Trecho do texto>
==*==

Sr. Presidente, Sr.ª e Srs. Deputados: Uma sociedade corrompida é uma sociedade na qual os homens já não sabem exercer a sua liberdade. Montesquieu tinha razão quando dizia que «a corrupção na República» é «a corrupção da República» e o sinal da sua própria morte. E quando os eleitos políticos e económicos passam por corruptos, a República corre o risco de submergir nos labeus de todos os populismos fáceis e infantis.
E isto que temos de atalhar.
Aplausos do PS.
0 Sr. Presidente: - Para pedir esclarecimentos, inscreveram-se os Srs. Deputados Narana Coissoró, Silva Marques, Octávio Teixeira e Manuel Queiró.
Tem a palavra o Sr. Deputado Narana Coissoró.
0 Sr. Narana Coissoró (CDS-PP): - Sr. Presidente, Sr. Deputado Alberto Martins, à boa maneira do Manifesto Comunista, V. Ex ªiniciou o seu discurso dizendo que a sombra da corrupção atormenta o nosso regime democrático. Ninguém pode deixar de lhe dar razão quanto ao facto de esse cancro da corrupção, que alastrou e já penetra, com as suas metástases, não só na alta administração e nas empresas públicas mas até nos lugares dos titulares eleitos, ter chegado a um ponto em que pede respostas políticas urgentes. É isso mesmo que, desde há muito tempo, o CDS-PP vem reclamando.

==*==

Dados fornecidos>
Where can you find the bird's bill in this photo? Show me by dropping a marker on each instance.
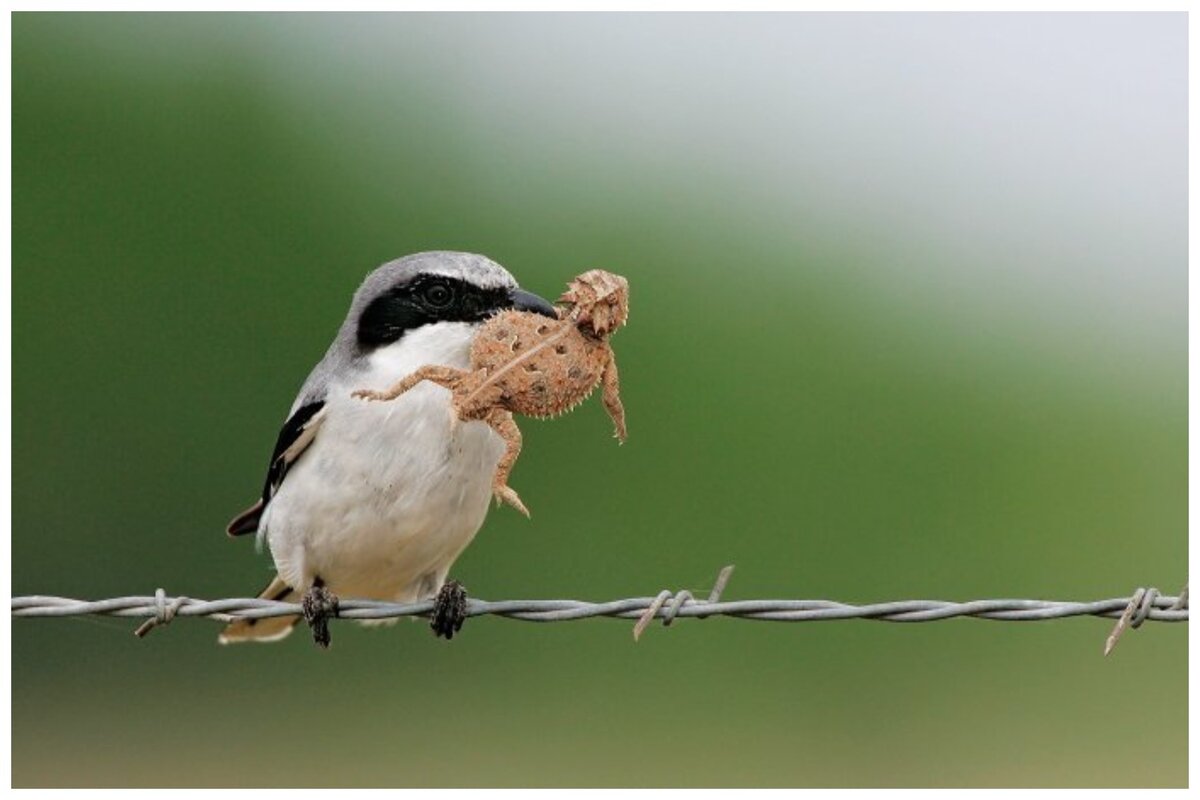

==*==

Exercícios>
1. No trecho do debate parlamentar, que deputados se inscreveram para pedir esclarecimentos?
2. Reescreva de forma mais breve o parágrafo do trecho do debate parlamentar que começa por "Sr. Presidente, Sr.ª e Srs. Deputados: Uma sociedade corrompida", mantendo os factos principais.
As linhas são material à parte, sem relação com o trecho.

Respostas por exercício>
1. Narana Coissoró, Silva Marques, Octávio Teixeira e Manuel Queiró.

2. Numa sociedade corrompida, os homens já não sabem exercer a sua liberdade. Montesquieu dizia que a corrupção na República é a corrupção da República e o sinal da sua morte. Quando os eleitos políticos e económicos passam por corruptos, a República arrisca afundar-se em populismos fáceis e infantis.